START Data records
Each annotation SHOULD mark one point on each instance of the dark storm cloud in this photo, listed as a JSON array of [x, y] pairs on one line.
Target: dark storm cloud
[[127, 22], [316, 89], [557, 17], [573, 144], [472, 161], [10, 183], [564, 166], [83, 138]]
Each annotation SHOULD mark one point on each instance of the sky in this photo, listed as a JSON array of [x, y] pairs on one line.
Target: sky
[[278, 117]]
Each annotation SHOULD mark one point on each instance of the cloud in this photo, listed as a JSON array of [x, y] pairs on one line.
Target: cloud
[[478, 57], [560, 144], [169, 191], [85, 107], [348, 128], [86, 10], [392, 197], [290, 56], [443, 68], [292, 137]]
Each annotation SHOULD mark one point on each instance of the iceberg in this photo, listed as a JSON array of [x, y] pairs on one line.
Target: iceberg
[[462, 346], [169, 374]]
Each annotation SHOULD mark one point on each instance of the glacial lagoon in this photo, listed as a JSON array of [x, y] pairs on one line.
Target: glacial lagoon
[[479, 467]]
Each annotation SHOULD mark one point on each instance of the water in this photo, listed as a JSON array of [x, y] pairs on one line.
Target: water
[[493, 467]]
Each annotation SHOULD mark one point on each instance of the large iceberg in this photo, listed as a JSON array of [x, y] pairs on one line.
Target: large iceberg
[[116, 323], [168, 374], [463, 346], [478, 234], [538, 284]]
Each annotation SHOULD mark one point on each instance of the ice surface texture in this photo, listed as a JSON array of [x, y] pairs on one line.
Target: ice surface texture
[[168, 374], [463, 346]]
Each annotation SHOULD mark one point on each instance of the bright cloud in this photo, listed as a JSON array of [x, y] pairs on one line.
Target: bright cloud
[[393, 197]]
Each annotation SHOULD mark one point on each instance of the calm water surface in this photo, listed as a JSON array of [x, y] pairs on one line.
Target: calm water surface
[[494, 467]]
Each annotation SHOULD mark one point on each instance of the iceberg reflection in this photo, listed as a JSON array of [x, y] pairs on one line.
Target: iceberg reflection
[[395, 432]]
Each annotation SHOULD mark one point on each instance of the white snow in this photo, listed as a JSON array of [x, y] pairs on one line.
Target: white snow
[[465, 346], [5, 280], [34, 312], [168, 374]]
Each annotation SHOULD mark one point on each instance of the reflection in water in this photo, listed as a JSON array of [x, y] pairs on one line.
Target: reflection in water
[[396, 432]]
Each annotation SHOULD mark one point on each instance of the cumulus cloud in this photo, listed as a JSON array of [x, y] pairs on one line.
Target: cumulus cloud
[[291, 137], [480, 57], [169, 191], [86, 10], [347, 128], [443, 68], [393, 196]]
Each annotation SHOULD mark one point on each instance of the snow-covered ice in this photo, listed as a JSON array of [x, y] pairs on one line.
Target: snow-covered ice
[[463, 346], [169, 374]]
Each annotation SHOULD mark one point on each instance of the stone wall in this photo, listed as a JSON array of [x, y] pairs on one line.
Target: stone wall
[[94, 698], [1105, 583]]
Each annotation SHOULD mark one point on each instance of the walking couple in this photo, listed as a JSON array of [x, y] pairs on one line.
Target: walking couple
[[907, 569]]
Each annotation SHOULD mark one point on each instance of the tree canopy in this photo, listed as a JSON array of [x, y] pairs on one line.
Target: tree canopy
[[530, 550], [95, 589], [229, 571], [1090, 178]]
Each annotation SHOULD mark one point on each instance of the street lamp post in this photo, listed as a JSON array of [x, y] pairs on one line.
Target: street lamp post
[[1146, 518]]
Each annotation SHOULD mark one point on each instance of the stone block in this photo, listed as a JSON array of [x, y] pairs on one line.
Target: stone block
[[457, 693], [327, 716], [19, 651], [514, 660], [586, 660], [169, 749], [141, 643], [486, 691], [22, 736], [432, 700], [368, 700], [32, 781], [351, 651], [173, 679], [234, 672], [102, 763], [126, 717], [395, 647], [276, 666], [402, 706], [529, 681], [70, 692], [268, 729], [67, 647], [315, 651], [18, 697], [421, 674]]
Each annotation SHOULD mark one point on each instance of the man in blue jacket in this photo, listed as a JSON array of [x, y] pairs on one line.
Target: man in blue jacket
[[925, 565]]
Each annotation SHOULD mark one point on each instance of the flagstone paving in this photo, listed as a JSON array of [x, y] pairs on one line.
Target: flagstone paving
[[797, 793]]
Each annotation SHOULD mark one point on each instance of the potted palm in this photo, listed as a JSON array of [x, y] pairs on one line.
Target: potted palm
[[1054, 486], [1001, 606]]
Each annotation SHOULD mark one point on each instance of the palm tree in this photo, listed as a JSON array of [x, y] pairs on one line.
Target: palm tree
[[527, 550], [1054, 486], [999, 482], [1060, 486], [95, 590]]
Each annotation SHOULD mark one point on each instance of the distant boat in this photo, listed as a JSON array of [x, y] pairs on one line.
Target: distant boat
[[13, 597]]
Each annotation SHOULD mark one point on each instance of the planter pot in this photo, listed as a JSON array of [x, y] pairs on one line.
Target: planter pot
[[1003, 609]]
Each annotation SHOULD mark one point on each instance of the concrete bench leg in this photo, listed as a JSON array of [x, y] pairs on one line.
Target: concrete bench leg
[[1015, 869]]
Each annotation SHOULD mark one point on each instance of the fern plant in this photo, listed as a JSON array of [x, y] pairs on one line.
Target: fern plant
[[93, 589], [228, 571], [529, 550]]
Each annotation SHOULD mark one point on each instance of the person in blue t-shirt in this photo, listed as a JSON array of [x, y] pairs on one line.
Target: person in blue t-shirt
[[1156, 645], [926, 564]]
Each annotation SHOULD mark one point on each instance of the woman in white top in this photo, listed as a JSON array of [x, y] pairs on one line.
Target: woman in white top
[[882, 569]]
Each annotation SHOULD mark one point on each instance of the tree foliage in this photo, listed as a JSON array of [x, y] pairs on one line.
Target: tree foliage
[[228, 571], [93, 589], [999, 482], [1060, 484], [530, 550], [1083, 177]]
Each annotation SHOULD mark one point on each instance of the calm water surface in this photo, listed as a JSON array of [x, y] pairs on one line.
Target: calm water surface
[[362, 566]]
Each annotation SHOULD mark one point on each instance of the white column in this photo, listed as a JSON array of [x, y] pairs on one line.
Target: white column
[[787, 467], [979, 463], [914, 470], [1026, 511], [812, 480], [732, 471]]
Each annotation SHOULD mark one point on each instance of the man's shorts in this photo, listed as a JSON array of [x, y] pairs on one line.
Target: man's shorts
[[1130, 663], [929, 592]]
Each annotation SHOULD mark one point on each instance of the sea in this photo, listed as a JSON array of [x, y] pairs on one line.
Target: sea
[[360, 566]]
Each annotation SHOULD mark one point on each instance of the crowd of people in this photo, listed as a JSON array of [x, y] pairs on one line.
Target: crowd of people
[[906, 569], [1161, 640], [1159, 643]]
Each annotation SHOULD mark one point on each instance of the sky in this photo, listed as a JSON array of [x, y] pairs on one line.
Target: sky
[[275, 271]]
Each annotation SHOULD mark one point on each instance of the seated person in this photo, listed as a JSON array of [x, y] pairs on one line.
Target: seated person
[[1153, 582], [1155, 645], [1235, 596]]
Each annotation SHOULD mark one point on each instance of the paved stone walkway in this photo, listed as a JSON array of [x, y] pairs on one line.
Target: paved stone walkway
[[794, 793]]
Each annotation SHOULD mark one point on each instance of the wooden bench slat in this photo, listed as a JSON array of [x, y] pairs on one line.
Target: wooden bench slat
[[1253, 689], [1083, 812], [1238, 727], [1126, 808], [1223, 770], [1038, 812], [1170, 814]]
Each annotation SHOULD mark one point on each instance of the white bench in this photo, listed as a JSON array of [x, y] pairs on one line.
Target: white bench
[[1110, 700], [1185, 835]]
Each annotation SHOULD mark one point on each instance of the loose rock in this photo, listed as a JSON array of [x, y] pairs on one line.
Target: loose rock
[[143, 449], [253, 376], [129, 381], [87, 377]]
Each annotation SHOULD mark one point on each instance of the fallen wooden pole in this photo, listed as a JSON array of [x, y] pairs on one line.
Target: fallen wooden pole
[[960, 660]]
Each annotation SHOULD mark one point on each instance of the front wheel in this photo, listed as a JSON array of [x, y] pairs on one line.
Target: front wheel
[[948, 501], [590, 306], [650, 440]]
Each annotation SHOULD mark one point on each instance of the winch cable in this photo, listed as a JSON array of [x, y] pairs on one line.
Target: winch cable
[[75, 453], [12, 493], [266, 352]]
END Data records
#### Short exercise:
Rewrite the lines beginning with the one that contains "the stone wall" and continuing through the one that contains "[[907, 569]]", changing "walking couple" to "strolling pair" and leaving everything else as it is. Give back only those lines.

#### Exercise solution:
Each annotation SHOULD mark one point on each instance of the stone wall in this photo, listed as a JSON array of [x, y] pairs on one line.
Target: stone wall
[[94, 698], [1105, 583]]
Each annotation SHOULD mark one point on each instance of the strolling pair in this photo, listed as a JSON array of [x, y] pairs on one line.
Target: strolling pair
[[907, 569]]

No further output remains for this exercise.